▸ **Records for this task**
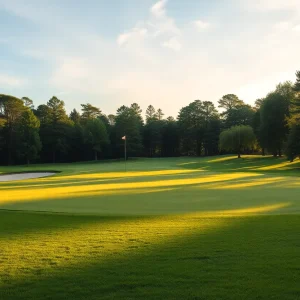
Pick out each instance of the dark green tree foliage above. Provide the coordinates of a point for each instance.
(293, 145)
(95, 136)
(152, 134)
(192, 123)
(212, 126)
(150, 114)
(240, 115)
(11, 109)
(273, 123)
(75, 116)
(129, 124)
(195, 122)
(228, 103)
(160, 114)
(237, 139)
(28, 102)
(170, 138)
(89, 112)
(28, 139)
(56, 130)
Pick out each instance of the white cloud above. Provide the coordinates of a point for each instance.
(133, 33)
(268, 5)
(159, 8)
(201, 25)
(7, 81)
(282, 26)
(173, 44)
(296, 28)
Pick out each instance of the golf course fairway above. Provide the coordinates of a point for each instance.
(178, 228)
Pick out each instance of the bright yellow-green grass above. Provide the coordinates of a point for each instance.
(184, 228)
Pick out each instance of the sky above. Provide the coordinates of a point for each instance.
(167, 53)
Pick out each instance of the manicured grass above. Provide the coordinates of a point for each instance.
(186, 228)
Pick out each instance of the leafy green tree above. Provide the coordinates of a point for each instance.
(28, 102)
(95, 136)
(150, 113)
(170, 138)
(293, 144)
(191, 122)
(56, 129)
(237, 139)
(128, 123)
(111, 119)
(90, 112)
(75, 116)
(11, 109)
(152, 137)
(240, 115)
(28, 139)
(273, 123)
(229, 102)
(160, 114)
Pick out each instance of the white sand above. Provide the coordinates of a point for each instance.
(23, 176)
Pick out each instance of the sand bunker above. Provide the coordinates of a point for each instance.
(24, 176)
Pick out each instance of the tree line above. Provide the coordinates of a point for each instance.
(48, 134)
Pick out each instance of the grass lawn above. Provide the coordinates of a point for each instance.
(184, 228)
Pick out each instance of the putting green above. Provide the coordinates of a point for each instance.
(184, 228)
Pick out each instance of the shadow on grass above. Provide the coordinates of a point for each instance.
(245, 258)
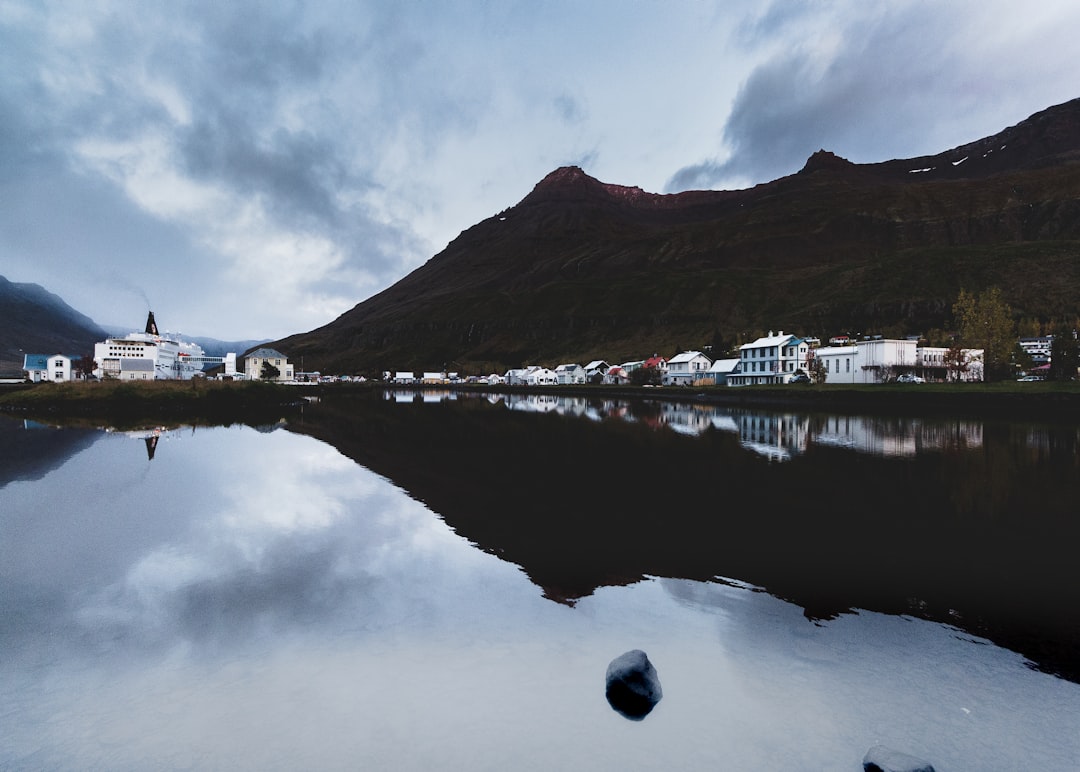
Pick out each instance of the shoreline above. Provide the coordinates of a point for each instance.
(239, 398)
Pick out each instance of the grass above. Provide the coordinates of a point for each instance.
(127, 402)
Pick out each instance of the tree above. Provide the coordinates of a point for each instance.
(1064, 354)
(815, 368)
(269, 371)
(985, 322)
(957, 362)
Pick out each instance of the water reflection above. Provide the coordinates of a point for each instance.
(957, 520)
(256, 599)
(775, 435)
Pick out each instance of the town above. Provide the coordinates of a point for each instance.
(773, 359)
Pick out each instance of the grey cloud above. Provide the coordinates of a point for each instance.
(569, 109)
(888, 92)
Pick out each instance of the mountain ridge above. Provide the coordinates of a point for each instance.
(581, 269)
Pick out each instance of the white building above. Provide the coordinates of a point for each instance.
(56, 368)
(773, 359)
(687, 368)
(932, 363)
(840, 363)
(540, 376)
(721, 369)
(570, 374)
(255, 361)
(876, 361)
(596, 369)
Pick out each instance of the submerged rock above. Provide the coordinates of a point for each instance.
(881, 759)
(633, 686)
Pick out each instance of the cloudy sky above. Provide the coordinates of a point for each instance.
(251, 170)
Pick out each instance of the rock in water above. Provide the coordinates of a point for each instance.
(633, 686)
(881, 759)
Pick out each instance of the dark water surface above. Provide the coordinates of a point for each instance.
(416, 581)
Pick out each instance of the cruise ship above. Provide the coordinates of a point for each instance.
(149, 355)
--
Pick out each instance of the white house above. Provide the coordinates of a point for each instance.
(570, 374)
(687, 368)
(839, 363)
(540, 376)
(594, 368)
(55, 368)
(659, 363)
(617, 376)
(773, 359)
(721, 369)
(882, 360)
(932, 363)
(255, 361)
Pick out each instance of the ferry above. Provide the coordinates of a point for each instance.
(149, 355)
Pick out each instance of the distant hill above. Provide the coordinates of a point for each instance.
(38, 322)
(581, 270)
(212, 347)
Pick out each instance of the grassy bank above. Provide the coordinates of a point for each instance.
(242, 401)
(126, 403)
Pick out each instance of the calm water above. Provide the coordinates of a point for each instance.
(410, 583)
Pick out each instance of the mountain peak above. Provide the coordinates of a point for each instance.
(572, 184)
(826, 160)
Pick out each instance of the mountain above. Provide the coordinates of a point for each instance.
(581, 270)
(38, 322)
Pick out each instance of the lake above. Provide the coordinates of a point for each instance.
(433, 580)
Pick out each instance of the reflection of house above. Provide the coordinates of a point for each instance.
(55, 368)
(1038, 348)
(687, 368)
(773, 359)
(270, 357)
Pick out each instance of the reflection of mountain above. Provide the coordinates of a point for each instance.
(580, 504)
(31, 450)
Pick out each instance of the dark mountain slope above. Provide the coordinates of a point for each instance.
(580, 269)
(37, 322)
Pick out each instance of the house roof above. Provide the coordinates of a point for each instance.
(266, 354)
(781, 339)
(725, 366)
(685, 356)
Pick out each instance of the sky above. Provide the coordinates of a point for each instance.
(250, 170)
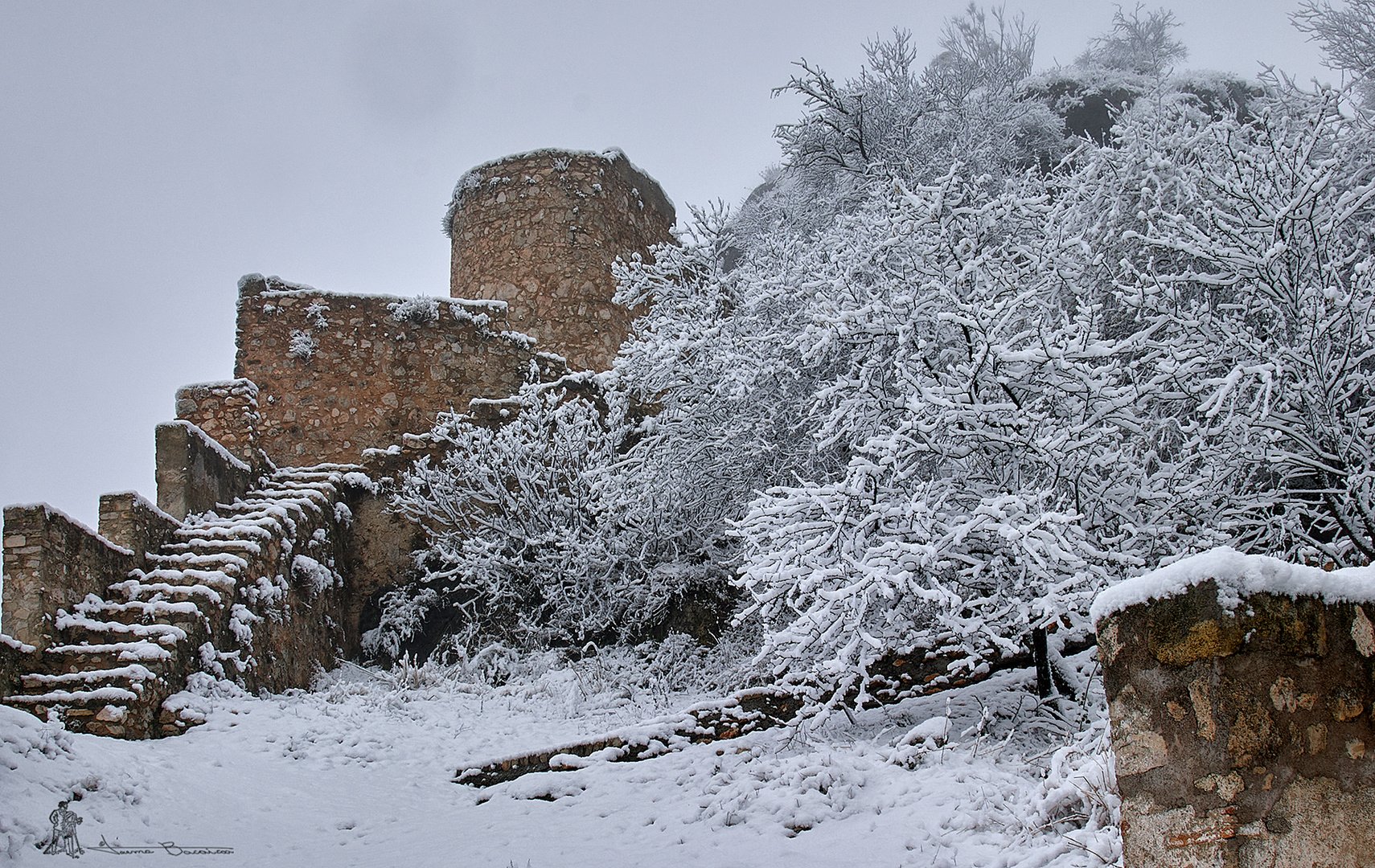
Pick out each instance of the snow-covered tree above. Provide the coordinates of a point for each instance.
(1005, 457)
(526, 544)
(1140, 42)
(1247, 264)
* * *
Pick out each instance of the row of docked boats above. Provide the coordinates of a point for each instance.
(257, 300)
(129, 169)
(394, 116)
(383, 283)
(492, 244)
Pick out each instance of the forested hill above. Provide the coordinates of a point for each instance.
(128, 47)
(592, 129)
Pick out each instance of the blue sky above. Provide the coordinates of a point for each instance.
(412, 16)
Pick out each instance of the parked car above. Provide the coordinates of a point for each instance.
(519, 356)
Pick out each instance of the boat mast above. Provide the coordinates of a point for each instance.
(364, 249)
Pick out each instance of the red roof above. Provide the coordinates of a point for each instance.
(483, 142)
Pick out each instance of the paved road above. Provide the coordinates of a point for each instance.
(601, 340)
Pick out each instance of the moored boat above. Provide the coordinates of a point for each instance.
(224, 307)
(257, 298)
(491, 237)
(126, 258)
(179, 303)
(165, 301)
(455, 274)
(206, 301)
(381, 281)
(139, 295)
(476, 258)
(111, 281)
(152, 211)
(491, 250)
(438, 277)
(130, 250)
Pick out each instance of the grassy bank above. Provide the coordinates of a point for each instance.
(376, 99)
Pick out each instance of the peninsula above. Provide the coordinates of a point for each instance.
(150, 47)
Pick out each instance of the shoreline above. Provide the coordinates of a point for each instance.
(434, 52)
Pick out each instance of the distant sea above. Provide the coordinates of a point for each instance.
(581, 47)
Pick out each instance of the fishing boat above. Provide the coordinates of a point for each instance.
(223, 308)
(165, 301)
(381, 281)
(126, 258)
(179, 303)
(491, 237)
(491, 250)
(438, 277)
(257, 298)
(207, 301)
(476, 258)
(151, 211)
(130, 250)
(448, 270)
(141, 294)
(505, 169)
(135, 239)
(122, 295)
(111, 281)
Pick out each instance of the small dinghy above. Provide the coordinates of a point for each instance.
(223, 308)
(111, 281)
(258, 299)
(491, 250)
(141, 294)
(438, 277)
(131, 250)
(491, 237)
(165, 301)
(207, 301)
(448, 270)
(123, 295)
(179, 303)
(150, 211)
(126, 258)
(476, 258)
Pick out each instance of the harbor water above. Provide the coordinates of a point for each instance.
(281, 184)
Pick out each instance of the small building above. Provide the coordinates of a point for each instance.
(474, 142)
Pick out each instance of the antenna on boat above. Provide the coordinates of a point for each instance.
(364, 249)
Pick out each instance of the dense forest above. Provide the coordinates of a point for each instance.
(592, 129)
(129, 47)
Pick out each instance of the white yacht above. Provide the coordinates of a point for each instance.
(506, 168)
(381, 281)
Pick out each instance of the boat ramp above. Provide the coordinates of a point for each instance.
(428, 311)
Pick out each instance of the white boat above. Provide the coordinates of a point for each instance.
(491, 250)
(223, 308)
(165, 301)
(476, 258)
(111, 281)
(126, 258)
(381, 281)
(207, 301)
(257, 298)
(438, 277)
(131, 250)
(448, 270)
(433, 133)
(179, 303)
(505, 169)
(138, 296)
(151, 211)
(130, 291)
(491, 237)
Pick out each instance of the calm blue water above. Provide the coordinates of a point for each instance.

▸ **What to produce**
Pull out each line of the listing above that contains the word "distant", and copy those lines in full.

▸ **Written response**
Pick out each instance of the distant hill above. Provide the coordinates of a point for each instance.
Pick out each instance of the distant sea above. Provide the coordinates of a point for each instance.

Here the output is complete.